===== Working data
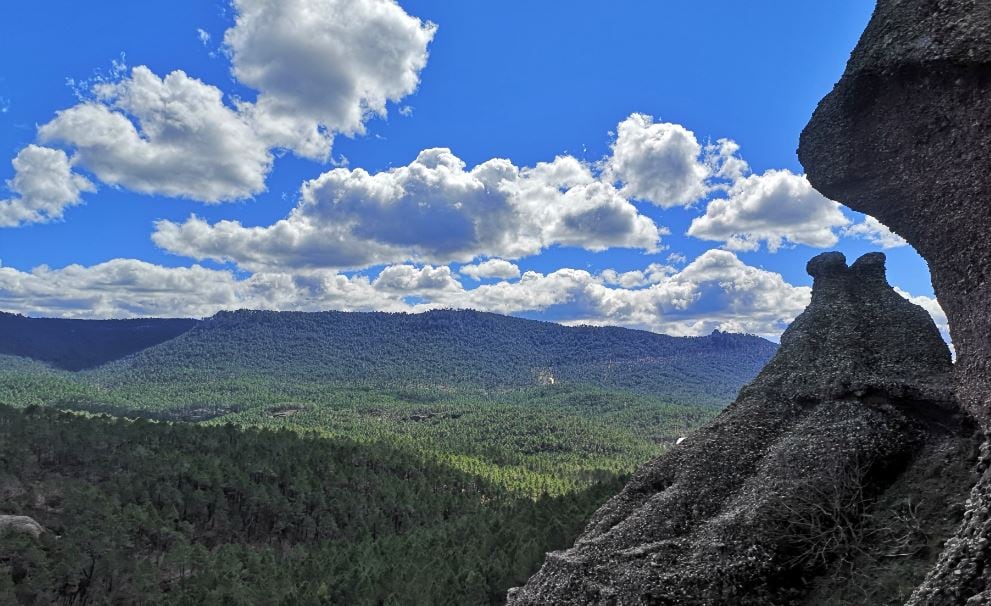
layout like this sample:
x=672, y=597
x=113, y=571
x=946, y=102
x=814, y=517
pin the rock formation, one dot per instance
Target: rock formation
x=905, y=136
x=20, y=525
x=775, y=493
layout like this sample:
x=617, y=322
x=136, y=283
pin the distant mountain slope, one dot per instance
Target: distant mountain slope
x=447, y=349
x=81, y=344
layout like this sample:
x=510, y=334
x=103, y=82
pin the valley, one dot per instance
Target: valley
x=371, y=447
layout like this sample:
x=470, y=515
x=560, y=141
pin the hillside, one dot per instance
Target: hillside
x=80, y=344
x=532, y=406
x=150, y=513
x=445, y=349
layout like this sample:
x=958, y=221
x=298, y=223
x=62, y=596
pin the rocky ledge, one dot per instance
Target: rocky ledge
==========
Reproduce the listing with every "one dot per instance" changed to "one mark per instance" and nothing else altered, leaving the pictures out.

(Correct output)
layout like this sample:
x=672, y=597
x=113, y=571
x=946, y=102
x=814, y=517
pin the rock formation, one mark per instance
Target: rock formation
x=905, y=136
x=20, y=525
x=775, y=493
layout like this sample:
x=617, y=322
x=136, y=283
pin the distant mountain slope, one mark per instance
Target: distant mountain slope
x=447, y=349
x=81, y=344
layout like this sample:
x=510, y=334
x=103, y=82
pin the valley, one mark per instance
Target: valley
x=371, y=447
layout like this sample:
x=470, y=515
x=560, y=141
pin the hillside, one mark per instance
Target: hillside
x=80, y=344
x=532, y=406
x=150, y=513
x=445, y=349
layout like this sample:
x=958, y=221
x=298, y=223
x=62, y=596
pin the rocky ledge, one mark per instance
Target: rocky ledge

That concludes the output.